* Work instructions *
- a) According to the bagel bakery review, what does the Seventh Heaven card give you for free?
- b) Sum up the bagel bakery review in two sentences.
- c) Pick up the bagel bakery review after its final sentence and write the next part.

* Supplied text *
----------------
Brueggers Bagel Bakery
Four Locations

READERS' PICK: Brueggers is a chain. It's everywhere from Boise, Idaho, to the Big Apple. But don't hate them because they're bountiful. Brueggers is totally and completely obsessed with freshness (unlikely for a corporate conglomerate, but true). Brueggers' bakers stir that boiling cauldron of glistening dough constantly throughout the day. You can see for yourself by glancing through the kitchen window while waiting in what's almost always a fast-moving line. There's no need to be concerned about the freshness of a Brueggers bagel. Besides the baking regimen, the popularity of the product ensures those wire bagel-bins are routinely replenished with every variation, from sun-dried tomato basil or cinnamon-raisin to traditional pumpernickel and seeded varieties. Don't forget to ask for the Seventh Heaven card: Buy six-dozen bagels and the seventh dozen is free. (They also have individual bagel punch-cards.) And if the humble bagel and cream-cheese spread doesn't suffice, try one of the ample sandwich innovations, like the peanutty Thai Kwon Do with tasty chicken satay, sprouts and tomatoes.
----------------
* Stored data entries *
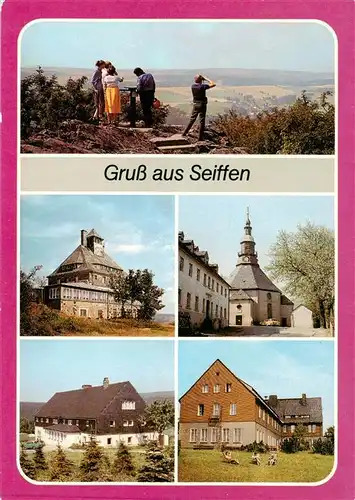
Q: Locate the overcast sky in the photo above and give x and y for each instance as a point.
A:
(216, 223)
(285, 368)
(68, 364)
(138, 232)
(180, 45)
----------------
* Set of answers *
- a) The seventh dozen bagels, once you buy six dozen.

- b) Although Brueggers is a chain found from Boise to New York, its bakers keep boiling dough all day, and its popularity keeps the bins stocked with fresh bagels in many flavors. It also offers a Seventh Heaven card that makes the seventh dozen free, plus individual punch cards and sandwiches such as the Thai Kwon Do with chicken satay.

- c)
READERS' POLL RUNNER-UP: Here's God's honest truth about bagel connoisseurship: Like knowing a good knish when you taste it, you're either born into it or you're not. The most Jewishy of bagels will resemble the ones from Manhattan. They're not soft. They're not made with pumpkin or sun-dried tomatoes. They're not small. The Jewish bagel has a hole which allows light to pass through, and it's chewy but not hard--sort of analogous to al dente pasta. Listen, we didn't wander in the desert for 40 years just to bite into a puff ball or a knot of dough that cuts the roof of our mouths. Newfangled bagel joints may come and go, but The Bagelry (two locations: 2707 E. Broadway; and 2575 N. Campbell Ave.) is the only place in town where you can get a truly Jewish bagel. Mazel tov.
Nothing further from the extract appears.